(Data records)
◆ ◆ ◆ ◆ ◆ ◆ ◆

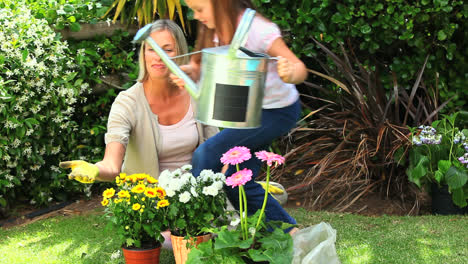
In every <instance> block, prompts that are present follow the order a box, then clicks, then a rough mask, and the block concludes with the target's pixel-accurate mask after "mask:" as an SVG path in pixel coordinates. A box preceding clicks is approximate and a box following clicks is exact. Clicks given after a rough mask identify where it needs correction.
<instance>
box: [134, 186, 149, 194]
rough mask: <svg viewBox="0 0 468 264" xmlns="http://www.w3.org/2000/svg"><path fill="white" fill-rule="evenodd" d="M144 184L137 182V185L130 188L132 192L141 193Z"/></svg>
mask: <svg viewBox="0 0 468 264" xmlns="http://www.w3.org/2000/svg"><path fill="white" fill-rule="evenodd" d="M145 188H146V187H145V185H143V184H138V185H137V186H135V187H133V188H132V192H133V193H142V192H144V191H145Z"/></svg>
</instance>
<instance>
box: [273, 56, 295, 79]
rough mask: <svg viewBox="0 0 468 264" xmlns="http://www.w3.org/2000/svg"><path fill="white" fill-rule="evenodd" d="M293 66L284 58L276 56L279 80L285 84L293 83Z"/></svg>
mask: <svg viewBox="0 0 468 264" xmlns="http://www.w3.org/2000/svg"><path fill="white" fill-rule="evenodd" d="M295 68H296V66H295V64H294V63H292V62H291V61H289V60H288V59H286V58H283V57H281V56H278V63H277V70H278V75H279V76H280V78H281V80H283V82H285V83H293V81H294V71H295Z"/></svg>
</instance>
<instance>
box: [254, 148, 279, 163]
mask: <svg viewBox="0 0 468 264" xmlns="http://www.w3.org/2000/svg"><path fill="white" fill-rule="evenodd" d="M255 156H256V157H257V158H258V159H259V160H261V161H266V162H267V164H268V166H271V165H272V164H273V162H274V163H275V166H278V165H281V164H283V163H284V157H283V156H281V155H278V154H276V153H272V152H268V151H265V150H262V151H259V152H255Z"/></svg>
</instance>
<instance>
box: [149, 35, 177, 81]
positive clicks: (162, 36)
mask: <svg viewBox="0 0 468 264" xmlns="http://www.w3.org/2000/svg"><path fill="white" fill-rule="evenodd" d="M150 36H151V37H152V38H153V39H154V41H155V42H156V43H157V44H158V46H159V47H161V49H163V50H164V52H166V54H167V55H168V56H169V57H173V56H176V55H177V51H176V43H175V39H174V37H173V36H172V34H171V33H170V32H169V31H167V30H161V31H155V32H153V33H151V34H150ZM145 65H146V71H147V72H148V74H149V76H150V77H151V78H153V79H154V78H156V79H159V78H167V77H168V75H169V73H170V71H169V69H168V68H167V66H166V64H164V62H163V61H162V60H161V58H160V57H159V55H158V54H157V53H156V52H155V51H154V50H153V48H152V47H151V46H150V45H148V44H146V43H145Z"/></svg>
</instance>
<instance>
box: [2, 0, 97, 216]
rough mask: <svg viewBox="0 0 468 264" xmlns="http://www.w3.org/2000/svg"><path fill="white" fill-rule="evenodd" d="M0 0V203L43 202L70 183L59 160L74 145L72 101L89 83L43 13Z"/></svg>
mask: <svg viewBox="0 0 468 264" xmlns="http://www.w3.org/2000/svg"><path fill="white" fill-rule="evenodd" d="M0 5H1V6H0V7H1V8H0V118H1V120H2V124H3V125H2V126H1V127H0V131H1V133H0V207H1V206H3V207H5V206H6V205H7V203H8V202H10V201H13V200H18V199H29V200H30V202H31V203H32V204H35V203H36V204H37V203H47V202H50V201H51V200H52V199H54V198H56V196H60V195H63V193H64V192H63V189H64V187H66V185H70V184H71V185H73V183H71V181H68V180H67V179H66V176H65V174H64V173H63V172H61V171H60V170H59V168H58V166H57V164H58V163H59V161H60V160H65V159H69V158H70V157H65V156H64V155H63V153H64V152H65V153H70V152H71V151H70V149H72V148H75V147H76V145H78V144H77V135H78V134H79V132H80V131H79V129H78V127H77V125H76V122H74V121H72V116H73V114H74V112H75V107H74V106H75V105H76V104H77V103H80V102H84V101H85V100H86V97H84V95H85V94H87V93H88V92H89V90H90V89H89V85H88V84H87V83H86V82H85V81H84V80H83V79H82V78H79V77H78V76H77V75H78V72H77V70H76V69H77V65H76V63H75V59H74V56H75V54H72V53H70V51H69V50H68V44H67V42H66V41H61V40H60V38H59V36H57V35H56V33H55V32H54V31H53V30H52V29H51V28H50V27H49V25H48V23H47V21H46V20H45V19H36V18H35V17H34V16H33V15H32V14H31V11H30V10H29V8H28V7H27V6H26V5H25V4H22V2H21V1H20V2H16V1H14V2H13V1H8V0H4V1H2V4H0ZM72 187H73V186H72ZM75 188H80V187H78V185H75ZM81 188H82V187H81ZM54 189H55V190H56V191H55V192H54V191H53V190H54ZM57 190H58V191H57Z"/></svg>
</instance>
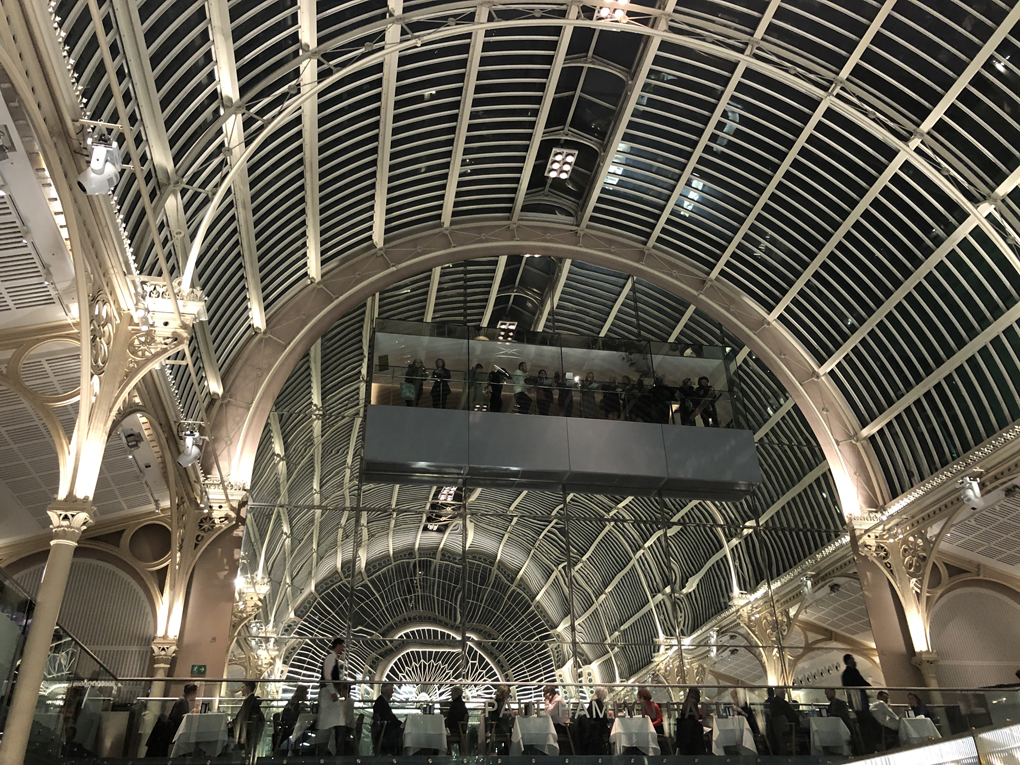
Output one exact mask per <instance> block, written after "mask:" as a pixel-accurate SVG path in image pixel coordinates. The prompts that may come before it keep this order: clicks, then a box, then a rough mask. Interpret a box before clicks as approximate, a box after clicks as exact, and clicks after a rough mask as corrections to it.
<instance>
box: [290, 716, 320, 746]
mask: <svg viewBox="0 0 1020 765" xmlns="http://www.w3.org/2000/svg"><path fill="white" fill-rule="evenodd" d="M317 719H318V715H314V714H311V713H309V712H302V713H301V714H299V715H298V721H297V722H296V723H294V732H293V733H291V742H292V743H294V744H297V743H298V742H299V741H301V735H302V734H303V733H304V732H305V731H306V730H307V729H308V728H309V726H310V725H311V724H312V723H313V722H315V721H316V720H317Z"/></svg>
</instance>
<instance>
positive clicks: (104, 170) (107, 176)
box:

◆ ◆ ◆ ◆ ◆ ◆ ◆

◆ BRIEF
Faithful copy, images left out: write out every line of data.

◆ ANSWER TO THIS TASK
In every <instance> block, prompts that are present follow the order a box, then clicks, then a rough mask, and the block concludes with the target's pixel-accurate mask after "mask:" as an SVG path in pixel coordinates. A box preceding clicks is approximate and a box following clicks is exact. Clicks given after a rough mask identify where it needs correction.
<instance>
box: [134, 186, 149, 194]
rough mask: <svg viewBox="0 0 468 264" xmlns="http://www.w3.org/2000/svg"><path fill="white" fill-rule="evenodd" d="M144 184L137 182V185L130 188L132 192L141 193Z"/></svg>
mask: <svg viewBox="0 0 468 264" xmlns="http://www.w3.org/2000/svg"><path fill="white" fill-rule="evenodd" d="M145 188H146V187H145V185H143V184H138V185H137V186H135V187H133V188H132V192H133V193H142V192H144V191H145Z"/></svg>
</instance>
<instance>
box: [273, 56, 295, 79]
rough mask: <svg viewBox="0 0 468 264" xmlns="http://www.w3.org/2000/svg"><path fill="white" fill-rule="evenodd" d="M293 66L284 58L276 56L279 80L285 84L293 83Z"/></svg>
mask: <svg viewBox="0 0 468 264" xmlns="http://www.w3.org/2000/svg"><path fill="white" fill-rule="evenodd" d="M295 68H296V66H295V64H294V63H292V62H291V61H289V60H288V59H286V58H283V57H281V56H278V63H277V70H278V75H279V76H280V78H281V80H283V82H285V83H293V81H294V71H295Z"/></svg>
</instance>
<instance>
box: [254, 148, 279, 163]
mask: <svg viewBox="0 0 468 264" xmlns="http://www.w3.org/2000/svg"><path fill="white" fill-rule="evenodd" d="M255 156H256V157H257V158H258V159H259V160H261V161H266V162H267V164H268V166H271V165H272V164H273V162H274V163H275V166H278V165H281V164H283V163H284V157H283V156H281V155H278V154H276V153H272V152H268V151H265V150H262V151H259V152H255Z"/></svg>
</instance>
<instance>
box: [149, 35, 177, 81]
positive clicks: (162, 36)
mask: <svg viewBox="0 0 468 264" xmlns="http://www.w3.org/2000/svg"><path fill="white" fill-rule="evenodd" d="M150 36H151V37H152V38H153V39H154V41H155V42H156V43H157V44H158V46H159V47H161V49H163V50H164V52H166V54H167V55H168V56H169V57H173V56H176V55H177V51H176V43H175V39H174V37H173V36H172V34H171V33H170V32H169V31H167V30H161V31H155V32H153V33H151V34H150ZM145 65H146V71H147V72H148V74H149V76H150V77H151V78H153V79H154V78H156V79H159V78H167V77H168V75H169V73H170V71H169V69H168V68H167V66H166V64H164V62H163V61H162V60H161V58H160V57H159V55H158V54H157V53H156V52H155V51H154V50H153V48H152V47H151V46H150V45H148V44H146V43H145Z"/></svg>
</instance>
<instance>
box: [2, 0, 97, 216]
rough mask: <svg viewBox="0 0 468 264" xmlns="http://www.w3.org/2000/svg"><path fill="white" fill-rule="evenodd" d="M0 0V203L43 202L70 183L59 160L74 145L72 101L89 83L43 13Z"/></svg>
mask: <svg viewBox="0 0 468 264" xmlns="http://www.w3.org/2000/svg"><path fill="white" fill-rule="evenodd" d="M0 5H1V6H0V7H1V8H0V118H1V120H2V124H3V125H2V126H1V127H0V131H1V133H0V207H1V206H3V207H5V206H6V205H7V203H8V202H10V201H13V200H18V199H29V200H30V202H31V203H32V204H35V203H36V204H37V203H47V202H50V201H51V200H52V199H54V198H56V196H60V195H63V193H64V192H63V189H64V187H66V185H70V184H71V185H73V183H71V181H68V180H67V179H66V176H65V174H64V173H63V172H61V171H60V170H59V168H58V166H57V164H58V163H59V161H60V160H65V159H69V158H70V157H65V156H64V155H63V153H64V152H65V153H70V152H71V151H70V149H72V148H75V147H76V145H78V144H77V135H78V134H79V132H80V131H79V129H78V127H77V125H76V122H74V121H72V116H73V114H74V112H75V107H74V106H75V105H76V104H77V103H80V102H84V101H85V100H86V97H84V95H85V94H87V93H88V92H89V90H90V89H89V85H88V84H87V83H86V82H85V81H84V80H83V79H82V78H79V77H78V76H77V75H78V72H77V70H76V69H77V65H76V63H75V59H74V56H75V54H72V53H70V51H69V50H68V44H67V42H66V41H61V40H60V38H59V36H57V35H56V33H55V32H54V31H53V30H52V29H51V28H50V27H49V25H48V23H47V21H46V20H45V19H36V18H35V17H34V16H33V15H32V14H31V11H30V10H29V8H28V7H27V6H26V5H25V4H22V2H21V1H20V2H16V1H14V2H13V1H8V0H4V1H2V4H0ZM72 187H73V186H72ZM75 188H80V187H78V185H75ZM81 188H82V187H81ZM54 189H55V190H56V191H55V192H54V191H53V190H54ZM57 190H58V191H57Z"/></svg>
</instance>
Output one exact mask per <instance> block, written after "mask:" as a pixel-accurate SVG path in image pixel coordinates. The prompts that may come before it keep this order: clicks, then a box, then a rough mask. Interpret a box before clicks as approximate, a box after clicks as exact, and clicks after a rough mask as corrections to it.
<instance>
box: [290, 716, 320, 746]
mask: <svg viewBox="0 0 1020 765" xmlns="http://www.w3.org/2000/svg"><path fill="white" fill-rule="evenodd" d="M317 719H318V715H314V714H311V713H309V712H302V713H301V714H299V715H298V721H297V722H296V723H294V732H293V733H291V742H292V743H294V744H297V743H298V742H299V741H301V735H302V734H303V733H304V732H305V731H306V730H307V729H308V728H309V726H310V725H311V724H312V723H313V722H315V721H316V720H317Z"/></svg>
</instance>
<instance>
positive clicks: (104, 170) (107, 176)
box:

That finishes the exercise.